■ Work instructions
1/ List every semiconductor part number mentioned in the S-meter build notes.
2/ According to the S-meter build notes, what turn ratio does the transformer have?

■ Page excerpt
Because I just opened the "can" again fixing the broken relay I was somehow forced to put several transistors together and make an Smeter indicator, and if I made an Smeter maybe I can add another few transistors together and make an AGC circuit... At first, I said "OK, I have not enough time to build this one" but shortly I realised that's very annoying to listen to very strong singals without AGC, so I had to do it.

Also I have no time to draw everything in CAD, but here are the pen&paper prototypes:




In the first image is depicted an 11V voltage regulator used for Smeter positive rail supply and in the lower part of the pic, a darlington pair with its Ib and Rb ecuations, the stage exhibit high input impedance and high current gain in order to be processed further. So, for 330 Ohm load resistor a 43-44MOhm base resistor is needed in this case.


In the last pic from above is the Smeter prototype. The signal from IF - taken from emitor of Q3A in bitx schematic - is amplified by high impedance darlington stage. Here I used a 4N7 capacitor because 100n will charge very slowly due high impedance resistor (44MOhms) thus lagging a bit the emitor voltage over RL. The amplified current will pass through the primary winding of the transformer (3:45 turn ratio), transforming high current into voltage. The diodes are 2x1N4148 together with a potentiometer are used to set the voltage at the "knee" of conduction for 2n3904 transistor, thus this will act as a polarised diode, working in class B, allowing only positive half cycle of the RF wave to pass (like an AM detector). Also the 2n3904 is acting as a impedance converter, using RL = 1000 ohms in emitor, at the base will have a high input impedance and a high current gain. Then the current is sampled and amplified further by the PNP transistor which is a 2n3906 type.

I had to design this circuit because I wanted high gain with small amount of components, since the IF voltage was about 250mVp at maximum it needed about +20dB gain to reach 5Vp, at first I built a stage with 2n3904 and had only 8dB gain, therefore about three stages were needed in order to reach the 5Vp, then other two or three stages of detection, too many components...

Records from a collection
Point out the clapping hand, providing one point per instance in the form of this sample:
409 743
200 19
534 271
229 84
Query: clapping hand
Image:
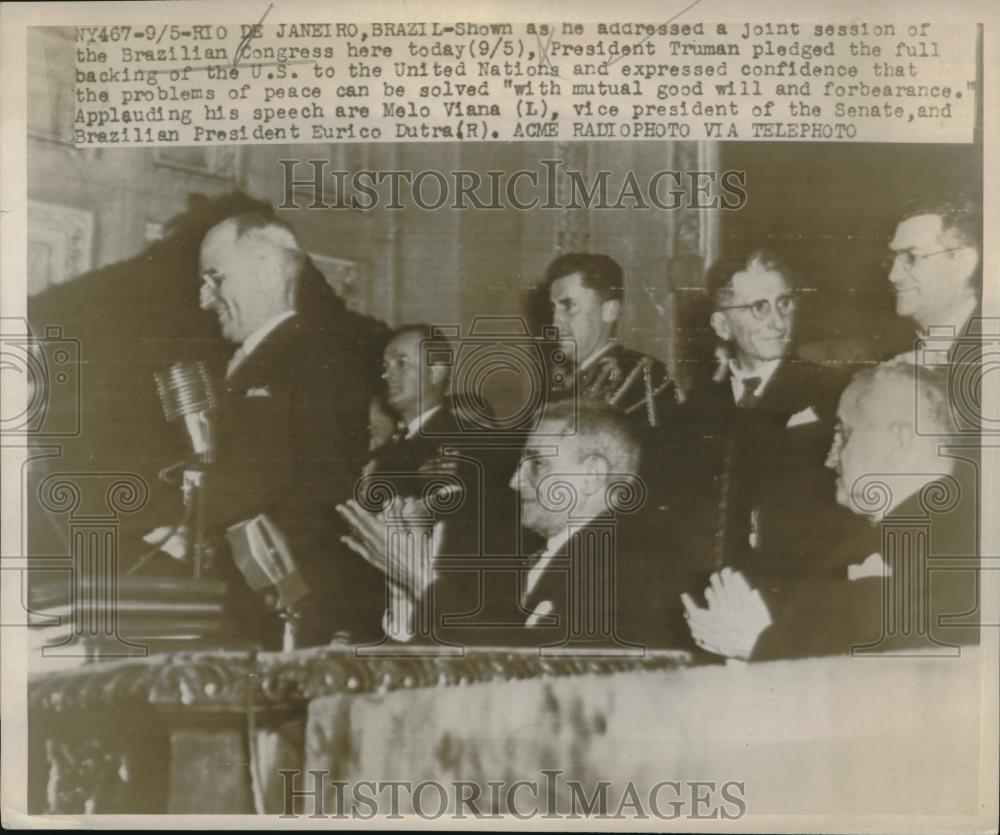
* * *
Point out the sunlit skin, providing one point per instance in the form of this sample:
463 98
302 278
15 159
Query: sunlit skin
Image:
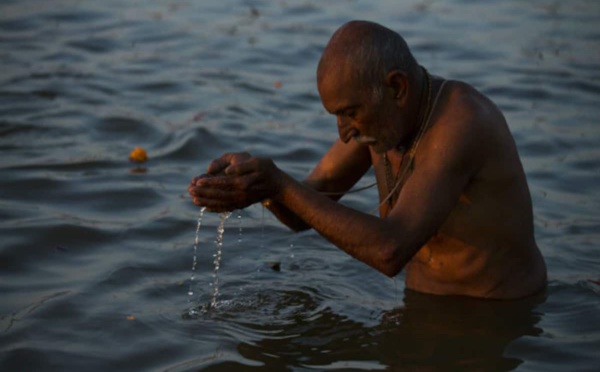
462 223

■ Task-by-task solutions
1/ 1N4148, 2n3904, 2n3906

2/ 3:45